*Task to complete*. Transcribe the listing below word for word.

_ _ _ _ _ _ _

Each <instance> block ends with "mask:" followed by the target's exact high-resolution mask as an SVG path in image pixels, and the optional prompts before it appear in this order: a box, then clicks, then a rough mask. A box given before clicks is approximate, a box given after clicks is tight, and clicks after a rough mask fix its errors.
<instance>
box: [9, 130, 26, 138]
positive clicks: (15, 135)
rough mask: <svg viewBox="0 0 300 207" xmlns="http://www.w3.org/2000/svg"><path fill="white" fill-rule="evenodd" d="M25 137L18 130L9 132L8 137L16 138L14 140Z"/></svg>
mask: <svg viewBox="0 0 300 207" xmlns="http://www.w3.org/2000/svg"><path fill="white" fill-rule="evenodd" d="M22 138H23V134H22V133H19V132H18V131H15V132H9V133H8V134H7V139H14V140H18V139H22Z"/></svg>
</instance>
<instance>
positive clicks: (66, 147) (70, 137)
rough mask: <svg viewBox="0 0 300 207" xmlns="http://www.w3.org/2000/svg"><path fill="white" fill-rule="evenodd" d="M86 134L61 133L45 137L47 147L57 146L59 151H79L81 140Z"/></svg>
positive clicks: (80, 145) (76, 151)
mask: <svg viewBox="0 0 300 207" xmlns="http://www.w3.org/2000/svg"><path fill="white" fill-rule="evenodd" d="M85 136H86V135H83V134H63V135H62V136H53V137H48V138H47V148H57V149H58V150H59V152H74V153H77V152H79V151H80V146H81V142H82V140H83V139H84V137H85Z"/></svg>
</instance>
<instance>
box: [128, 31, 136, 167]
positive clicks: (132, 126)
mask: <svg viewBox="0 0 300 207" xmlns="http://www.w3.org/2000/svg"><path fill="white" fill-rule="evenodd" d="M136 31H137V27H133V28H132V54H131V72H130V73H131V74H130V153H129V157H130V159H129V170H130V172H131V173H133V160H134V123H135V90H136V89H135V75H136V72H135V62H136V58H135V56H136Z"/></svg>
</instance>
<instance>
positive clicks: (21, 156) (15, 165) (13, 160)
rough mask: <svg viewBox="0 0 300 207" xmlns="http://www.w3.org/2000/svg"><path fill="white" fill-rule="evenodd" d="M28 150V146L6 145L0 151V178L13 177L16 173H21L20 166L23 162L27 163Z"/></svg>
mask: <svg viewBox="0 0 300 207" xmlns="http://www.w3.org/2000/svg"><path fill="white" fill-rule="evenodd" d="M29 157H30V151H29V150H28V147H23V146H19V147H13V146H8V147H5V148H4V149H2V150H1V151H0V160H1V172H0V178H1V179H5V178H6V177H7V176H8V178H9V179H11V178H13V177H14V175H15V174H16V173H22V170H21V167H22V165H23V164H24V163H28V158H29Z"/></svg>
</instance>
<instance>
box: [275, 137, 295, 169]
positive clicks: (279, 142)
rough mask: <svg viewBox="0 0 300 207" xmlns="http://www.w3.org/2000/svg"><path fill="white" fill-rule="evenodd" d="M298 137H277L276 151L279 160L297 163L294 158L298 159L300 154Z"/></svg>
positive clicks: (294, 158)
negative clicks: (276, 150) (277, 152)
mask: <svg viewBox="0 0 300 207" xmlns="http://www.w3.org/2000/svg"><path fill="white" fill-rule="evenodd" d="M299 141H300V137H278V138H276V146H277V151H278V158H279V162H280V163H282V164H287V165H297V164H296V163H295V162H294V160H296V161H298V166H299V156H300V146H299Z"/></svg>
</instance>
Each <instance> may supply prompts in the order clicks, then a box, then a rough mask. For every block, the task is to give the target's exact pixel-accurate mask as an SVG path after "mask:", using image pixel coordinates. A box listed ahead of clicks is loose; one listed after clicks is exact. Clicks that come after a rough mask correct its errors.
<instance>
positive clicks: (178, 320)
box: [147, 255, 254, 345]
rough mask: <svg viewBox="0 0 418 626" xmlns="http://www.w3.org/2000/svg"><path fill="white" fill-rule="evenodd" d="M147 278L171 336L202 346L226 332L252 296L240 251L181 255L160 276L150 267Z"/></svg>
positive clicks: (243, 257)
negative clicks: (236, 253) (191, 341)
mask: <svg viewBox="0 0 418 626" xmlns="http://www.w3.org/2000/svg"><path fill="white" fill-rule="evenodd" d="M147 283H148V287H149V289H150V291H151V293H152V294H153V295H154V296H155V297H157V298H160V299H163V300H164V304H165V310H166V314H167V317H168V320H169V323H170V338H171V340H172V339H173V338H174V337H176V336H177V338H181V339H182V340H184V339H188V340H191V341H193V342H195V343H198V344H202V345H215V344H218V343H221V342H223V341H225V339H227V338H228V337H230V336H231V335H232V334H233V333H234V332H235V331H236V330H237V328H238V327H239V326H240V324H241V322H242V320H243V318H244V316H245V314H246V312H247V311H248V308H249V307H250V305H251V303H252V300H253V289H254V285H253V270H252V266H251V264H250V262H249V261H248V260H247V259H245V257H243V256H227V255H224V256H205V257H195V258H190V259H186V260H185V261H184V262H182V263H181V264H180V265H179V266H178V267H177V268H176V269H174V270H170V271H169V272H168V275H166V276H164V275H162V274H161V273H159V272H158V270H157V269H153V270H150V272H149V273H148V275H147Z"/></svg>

_ _ _ _ _ _ _

*Answer section*.
Each <instance> block ends with "mask:" followed by the target's exact high-resolution mask as an SVG path in image pixels, and the optional prompts before it appear in this order: a box, then clicks, then a rough mask. A box given before clicks is approximate, a box given after clicks is tight, and clicks after a rough mask fix its errors.
<instance>
box: [9, 130, 26, 138]
positive clicks: (15, 135)
rough mask: <svg viewBox="0 0 300 207" xmlns="http://www.w3.org/2000/svg"><path fill="white" fill-rule="evenodd" d="M25 137L18 130L9 132L8 137L16 138L14 140Z"/></svg>
mask: <svg viewBox="0 0 300 207" xmlns="http://www.w3.org/2000/svg"><path fill="white" fill-rule="evenodd" d="M22 138H23V134H22V133H19V132H18V131H15V132H9V133H8V134H7V139H14V140H18V139H22Z"/></svg>
</instance>
<instance>
positive clicks: (66, 147) (70, 137)
rough mask: <svg viewBox="0 0 300 207" xmlns="http://www.w3.org/2000/svg"><path fill="white" fill-rule="evenodd" d="M86 134L61 133L45 137L47 147L57 146L59 151H79L81 140Z"/></svg>
positive clicks: (80, 145) (76, 151)
mask: <svg viewBox="0 0 300 207" xmlns="http://www.w3.org/2000/svg"><path fill="white" fill-rule="evenodd" d="M85 136H86V135H83V134H63V135H62V136H53V137H48V138H47V148H57V149H58V150H59V152H74V153H77V152H79V151H80V146H81V142H82V140H83V139H84V137H85Z"/></svg>
</instance>
<instance>
box: [128, 31, 136, 167]
positive clicks: (132, 126)
mask: <svg viewBox="0 0 300 207" xmlns="http://www.w3.org/2000/svg"><path fill="white" fill-rule="evenodd" d="M136 31H137V27H133V28H132V54H131V72H130V73H131V74H130V153H129V157H130V159H129V170H130V172H131V173H133V160H134V123H135V90H136V89H135V75H136V72H135V62H136V58H135V56H136Z"/></svg>
</instance>
<instance>
positive clicks: (21, 156) (15, 165) (13, 160)
rough mask: <svg viewBox="0 0 300 207" xmlns="http://www.w3.org/2000/svg"><path fill="white" fill-rule="evenodd" d="M28 150V146L6 145L0 151V178L13 177L16 173H21L20 166L23 162L27 163Z"/></svg>
mask: <svg viewBox="0 0 300 207" xmlns="http://www.w3.org/2000/svg"><path fill="white" fill-rule="evenodd" d="M29 157H30V151H29V150H28V147H23V146H19V147H13V146H8V147H5V148H4V149H2V150H1V151H0V160H1V172H0V178H1V179H5V178H6V177H7V176H8V178H9V179H11V178H13V177H14V175H15V174H16V173H22V170H21V167H22V165H23V164H24V163H28V158H29Z"/></svg>
</instance>
<instance>
box: [275, 137, 295, 169]
positive clicks: (279, 142)
rough mask: <svg viewBox="0 0 300 207" xmlns="http://www.w3.org/2000/svg"><path fill="white" fill-rule="evenodd" d="M298 137H277L276 151L279 160L297 163L294 158L298 159L300 154Z"/></svg>
positive clicks: (294, 158)
negative clicks: (276, 150) (277, 152)
mask: <svg viewBox="0 0 300 207" xmlns="http://www.w3.org/2000/svg"><path fill="white" fill-rule="evenodd" d="M299 141H300V137H278V138H276V146H277V151H278V158H279V162H280V163H282V164H287V165H297V164H296V163H295V162H294V160H296V161H298V166H299V156H300V146H299Z"/></svg>
</instance>
Each <instance> may supply prompts in the order clicks, then a box, then a rough mask. For every block, the task is to give the target's exact pixel-accurate mask as an SVG path after "mask:", using image pixel coordinates. A box listed ahead of clicks is loose; one listed after clicks is exact. Clicks that come after a rough mask correct its errors.
<instance>
positive clicks: (178, 320)
box: [147, 255, 254, 345]
rough mask: <svg viewBox="0 0 418 626" xmlns="http://www.w3.org/2000/svg"><path fill="white" fill-rule="evenodd" d="M147 278L171 336L202 346L226 332L252 296L240 251L181 255L160 276L150 267Z"/></svg>
positive clicks: (243, 257)
negative clicks: (236, 253) (191, 341)
mask: <svg viewBox="0 0 418 626" xmlns="http://www.w3.org/2000/svg"><path fill="white" fill-rule="evenodd" d="M147 283H148V287H149V289H150V291H151V293H152V294H153V295H154V296H155V297H157V298H160V299H163V300H164V304H165V310H166V314H167V317H168V320H169V323H170V338H171V340H172V339H173V338H174V337H176V336H177V338H181V339H182V340H184V339H188V340H191V341H193V342H195V343H198V344H202V345H215V344H218V343H221V342H223V341H225V339H227V338H228V337H230V336H231V335H232V334H233V333H234V332H235V331H236V330H237V328H238V327H239V326H240V324H241V322H242V320H243V318H244V316H245V314H246V312H247V311H248V308H249V307H250V305H251V303H252V300H253V289H254V285H253V270H252V266H251V264H250V262H249V261H248V260H247V259H245V257H243V256H227V255H224V256H205V257H195V258H190V259H186V260H185V261H184V262H182V263H181V264H180V265H179V266H178V267H177V268H176V269H174V270H170V271H169V272H168V275H166V276H164V275H162V274H161V273H159V272H158V270H157V269H153V270H150V272H149V273H148V275H147Z"/></svg>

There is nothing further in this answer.